Named object pointing entries
+++

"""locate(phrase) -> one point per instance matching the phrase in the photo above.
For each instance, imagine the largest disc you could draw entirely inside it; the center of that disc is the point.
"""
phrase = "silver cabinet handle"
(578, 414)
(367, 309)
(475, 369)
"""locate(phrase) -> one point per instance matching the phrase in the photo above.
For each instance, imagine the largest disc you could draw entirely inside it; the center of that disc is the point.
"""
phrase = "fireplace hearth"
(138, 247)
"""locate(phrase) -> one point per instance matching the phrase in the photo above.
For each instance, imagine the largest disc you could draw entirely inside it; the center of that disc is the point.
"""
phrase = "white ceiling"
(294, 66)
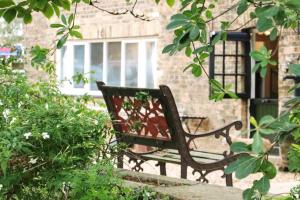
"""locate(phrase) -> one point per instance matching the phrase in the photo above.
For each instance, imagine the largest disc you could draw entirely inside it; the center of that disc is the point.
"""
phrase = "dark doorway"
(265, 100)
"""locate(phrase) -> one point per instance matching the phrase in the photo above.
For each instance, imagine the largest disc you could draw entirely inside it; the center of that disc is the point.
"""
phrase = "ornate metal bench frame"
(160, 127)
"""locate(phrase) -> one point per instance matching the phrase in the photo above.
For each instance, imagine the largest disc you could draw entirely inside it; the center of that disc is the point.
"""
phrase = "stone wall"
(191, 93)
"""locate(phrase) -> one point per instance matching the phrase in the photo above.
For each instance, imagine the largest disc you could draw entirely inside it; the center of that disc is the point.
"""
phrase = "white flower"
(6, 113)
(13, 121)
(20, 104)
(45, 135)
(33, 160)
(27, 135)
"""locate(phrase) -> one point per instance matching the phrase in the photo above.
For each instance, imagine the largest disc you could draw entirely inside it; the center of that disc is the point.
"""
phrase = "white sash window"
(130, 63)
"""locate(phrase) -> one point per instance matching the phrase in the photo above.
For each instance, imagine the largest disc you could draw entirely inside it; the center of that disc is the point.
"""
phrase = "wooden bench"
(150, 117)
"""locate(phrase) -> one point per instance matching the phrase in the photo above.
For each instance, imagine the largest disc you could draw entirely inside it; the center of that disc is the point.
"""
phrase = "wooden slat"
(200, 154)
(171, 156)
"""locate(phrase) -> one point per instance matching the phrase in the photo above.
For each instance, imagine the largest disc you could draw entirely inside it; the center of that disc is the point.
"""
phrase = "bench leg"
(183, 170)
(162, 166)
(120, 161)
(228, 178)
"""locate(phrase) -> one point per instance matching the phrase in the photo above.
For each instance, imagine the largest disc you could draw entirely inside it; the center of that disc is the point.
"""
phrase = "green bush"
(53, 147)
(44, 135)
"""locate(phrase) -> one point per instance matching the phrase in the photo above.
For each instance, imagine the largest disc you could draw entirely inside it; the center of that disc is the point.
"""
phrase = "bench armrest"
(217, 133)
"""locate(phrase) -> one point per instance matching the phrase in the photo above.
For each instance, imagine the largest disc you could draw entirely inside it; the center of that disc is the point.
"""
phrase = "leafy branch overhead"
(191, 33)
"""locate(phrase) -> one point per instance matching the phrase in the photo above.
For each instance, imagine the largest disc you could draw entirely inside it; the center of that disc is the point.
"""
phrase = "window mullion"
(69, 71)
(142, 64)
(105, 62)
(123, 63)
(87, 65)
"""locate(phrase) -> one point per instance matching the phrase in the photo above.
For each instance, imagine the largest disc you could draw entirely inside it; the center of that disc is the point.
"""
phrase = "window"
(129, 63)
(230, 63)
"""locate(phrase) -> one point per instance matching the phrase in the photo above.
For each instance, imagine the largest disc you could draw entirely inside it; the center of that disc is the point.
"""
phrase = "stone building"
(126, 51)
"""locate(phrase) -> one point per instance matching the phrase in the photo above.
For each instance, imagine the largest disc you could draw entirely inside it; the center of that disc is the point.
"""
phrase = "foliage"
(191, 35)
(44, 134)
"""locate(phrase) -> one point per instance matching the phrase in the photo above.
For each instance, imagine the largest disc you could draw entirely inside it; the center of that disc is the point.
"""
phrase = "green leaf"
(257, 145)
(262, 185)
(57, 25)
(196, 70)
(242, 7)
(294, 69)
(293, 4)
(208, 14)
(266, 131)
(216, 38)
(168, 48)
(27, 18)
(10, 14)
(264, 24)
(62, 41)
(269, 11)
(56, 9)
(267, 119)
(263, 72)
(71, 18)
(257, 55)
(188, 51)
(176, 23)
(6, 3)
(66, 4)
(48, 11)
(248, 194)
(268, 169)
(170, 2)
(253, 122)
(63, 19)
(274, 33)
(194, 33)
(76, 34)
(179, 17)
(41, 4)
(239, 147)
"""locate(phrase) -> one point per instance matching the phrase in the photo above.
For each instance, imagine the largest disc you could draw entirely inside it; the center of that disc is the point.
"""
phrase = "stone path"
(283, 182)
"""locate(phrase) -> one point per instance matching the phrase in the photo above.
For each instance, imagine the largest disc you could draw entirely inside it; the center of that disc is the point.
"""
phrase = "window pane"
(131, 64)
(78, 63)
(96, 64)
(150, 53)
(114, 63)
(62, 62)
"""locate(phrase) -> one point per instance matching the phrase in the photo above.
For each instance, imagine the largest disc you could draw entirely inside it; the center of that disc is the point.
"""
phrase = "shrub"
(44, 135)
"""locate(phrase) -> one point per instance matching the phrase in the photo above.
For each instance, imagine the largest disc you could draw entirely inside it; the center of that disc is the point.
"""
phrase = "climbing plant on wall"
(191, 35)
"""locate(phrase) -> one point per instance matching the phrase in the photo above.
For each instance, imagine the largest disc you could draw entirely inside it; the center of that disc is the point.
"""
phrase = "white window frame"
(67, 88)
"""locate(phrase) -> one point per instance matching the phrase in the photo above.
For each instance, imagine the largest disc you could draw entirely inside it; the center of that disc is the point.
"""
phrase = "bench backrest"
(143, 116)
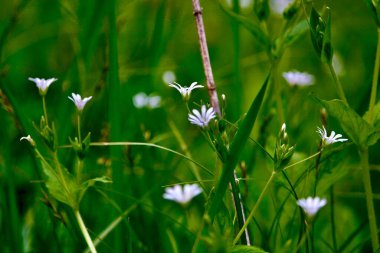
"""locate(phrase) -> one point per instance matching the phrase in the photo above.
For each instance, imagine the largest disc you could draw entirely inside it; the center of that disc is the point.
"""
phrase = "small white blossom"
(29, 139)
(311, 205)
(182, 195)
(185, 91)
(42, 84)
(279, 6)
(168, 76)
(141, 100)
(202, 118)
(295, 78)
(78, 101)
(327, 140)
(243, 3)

+++

# YOUR INSTRUCTIONS:
Every record gets retyped exactly; no picture goes into the copy.

# EXPECTED ANSWER:
"""locate(phrase) -> one point per instance matching the phrase in the photo above.
For each instance, imagine the largest disc you could draw entirely inside it; the center of that disc is the point.
"""
phrase = "silver cabinet handle"
(578, 414)
(367, 309)
(475, 369)
"""locate(phrase) -> one point per instance matching the phrase in the photo above.
For each instance, imagine the largest disc you could draw entirely inside it; the center of that disc is the point.
"""
phrase = "fireplace hearth"
(138, 247)
"""locate(phrase) -> one point per instance matching the phrase in the photo above.
For each instance, imagine the largest disc you could draw entirely inside it; the center of that disc is the point.
"""
phrase = "white ceiling"
(294, 66)
"""locate(phrase) -> one point per instance matching the phrase in the photo above.
For each instance, imagine the largest disc you could draw entirely inside it; the center of that disc is the point.
"""
phrase = "dark doorway"
(265, 100)
"""locate(phrase) -> one point per instance matching the phrase in the photo above.
For each instance, imagine the largest disc you could draw entirely inside it; the center of that disc is the point.
"""
phrase = "ornate metal bench frame"
(160, 127)
"""locate(phrase) -> one point per instance matching the phrase in the photo above.
For each instance, imagine the largest disc you could draw entirely inside it; the center of that disc is the point.
"""
phrase = "stone wall"
(191, 93)
"""locate(phrase) -> one point per instance matching the phrase in the photo above.
For each instance, imagine the largest disc you could draw entirely inside it; the center of that disc is the point.
"""
phrase = "white flower"
(6, 113)
(13, 121)
(20, 104)
(45, 135)
(33, 160)
(27, 135)
"""locate(phrase) -> one point per instance matching the phrase in the photo above.
For each instance, imagine the largest disc you could draw entirely inside it; the center of that disc is the point.
"""
phrase = "white sash window"
(130, 63)
"""locate(phrase) -> one point per instance matching the phrase in the photo above.
For each instance, imagine the largest disc you could draw entirely inside it; the center of that disc is the point.
"""
phrase = "wooden bench"
(150, 117)
"""locate(phrase) -> one point per instance matching the phrase in the photo above.
For each instance, imagine the largest disc you could draw entirely inside it; the center of that disc is the point.
"""
phrase = "wooden slat"
(200, 154)
(171, 156)
"""locate(phrase) -> one point per instance matching the phrase in the photo above.
For each instance, imagine the largest disc you could draw entirely inside it; the center of that disc is the point.
"""
phrase = "bench leg"
(183, 170)
(162, 166)
(120, 161)
(228, 178)
"""locate(phrase) -> one point per instance matching the phrase in the photo above.
For each instance, imagine the largest disc you could draw entirely inside it; the center of that disc is the point.
"""
phrase = "green bush"
(53, 147)
(44, 135)
"""locate(phrase) -> one point per instance matching the phrase in the photo above.
For each instance, imagine the largest disc you could draw entirely inside it; the center of that disc is the point.
"""
phrase = "bench armrest"
(217, 133)
"""locate(phrase) -> one point per instance matching the phrase in the photo above.
For each instance, imagine the largest disc you could draw entirely inside it; the center of that disc is the point.
"""
phrase = "leafy branch overhead"
(191, 33)
"""locate(phrase) -> one point per instance matching the phrase in the photo above.
For each instance, imagine the largest disc you could draw entirely inside it; the center of that disc is the point.
"""
phrase = "window mullion"
(69, 71)
(142, 64)
(105, 62)
(123, 63)
(87, 65)
"""locate(phrase) -> one point per instance matching the phrase in the photo above.
For each instance, imagine the largest disc you could draw entirely inside it; the center of that disc is the point.
"""
phrase = "window"
(129, 63)
(230, 63)
"""locate(phrase) -> one point per instance matching the phrase in the photo above.
For each instance, imagine the largest disc you could draw entirely inside it; the center of that disc is the point.
"""
phrase = "stone building"
(126, 51)
"""locate(phrase) -> one point per instance matching the phrase in the photo above.
For each instance, imagine the largest disc you could draw entirely inside it; the center of that disc is the point.
"""
phrase = "foliage"
(191, 35)
(44, 134)
"""locate(phrase) -> one point per instance matching the phrase in the photo above.
For each instance, imagine the largest disc you could draw entirely inside it; the center of that disc is the point.
"""
phrase = "green leaf"
(257, 145)
(262, 185)
(57, 25)
(196, 70)
(242, 7)
(294, 69)
(293, 4)
(208, 14)
(266, 131)
(216, 38)
(168, 48)
(27, 18)
(10, 14)
(264, 24)
(62, 41)
(269, 11)
(56, 9)
(267, 119)
(263, 72)
(71, 18)
(257, 55)
(188, 51)
(176, 23)
(6, 3)
(66, 4)
(48, 11)
(248, 194)
(268, 169)
(170, 2)
(253, 122)
(63, 19)
(274, 33)
(194, 33)
(76, 34)
(179, 17)
(41, 4)
(239, 147)
"""locate(phrase) -> one point per instance matching the phrase in the photo above.
For each instance, imagine the largest disc you could draw entirely inside it; the center of that disc is the point.
"""
phrase = "stone path"
(283, 182)
"""locate(phrase) -> one point per instance matching the phrase in the photo above.
For each instance, imagine the largest disc you could draw entirely inside it; the center of that disc is the point.
"""
phrase = "window pane"
(131, 64)
(78, 63)
(96, 64)
(150, 53)
(114, 63)
(62, 62)
"""locate(phrase) -> one point per instance matching the phrase in the photo above.
For each instance, imagine the largest disc you could draw entirely inside it; the center of that disc is the point.
"""
phrase = "shrub"
(44, 135)
"""locate(phrase) -> one point per instance matching the phrase in the photo above.
For each instance, imagine the largest disc you could draw entirely inside it; the center of that disc is the point.
"""
phrase = "climbing plant on wall"
(191, 35)
"""locate(phrase) -> one point per instance matching the phrase in the photo above.
For each instance, imagine the largest disc you could draw entirely inside it; the center of that disc is the point.
"""
phrase = "white window frame"
(67, 88)
"""locate(phrase) -> one point per instance matching the phrase in the photo above.
For each instance, imagine the largest disc you could draw entirely inside it; the center of that disc is the point.
"""
phrase = "bench backrest"
(143, 116)
"""locate(phrase) -> one point per instance matching the phrase in the photo above.
For each instance, imagine the largest disc you could draw entirely inside it; the center of that disc is the point.
"""
phrase = "small white blossom"
(29, 139)
(311, 205)
(182, 195)
(185, 91)
(42, 84)
(279, 6)
(168, 76)
(141, 100)
(202, 118)
(295, 78)
(78, 101)
(327, 140)
(243, 3)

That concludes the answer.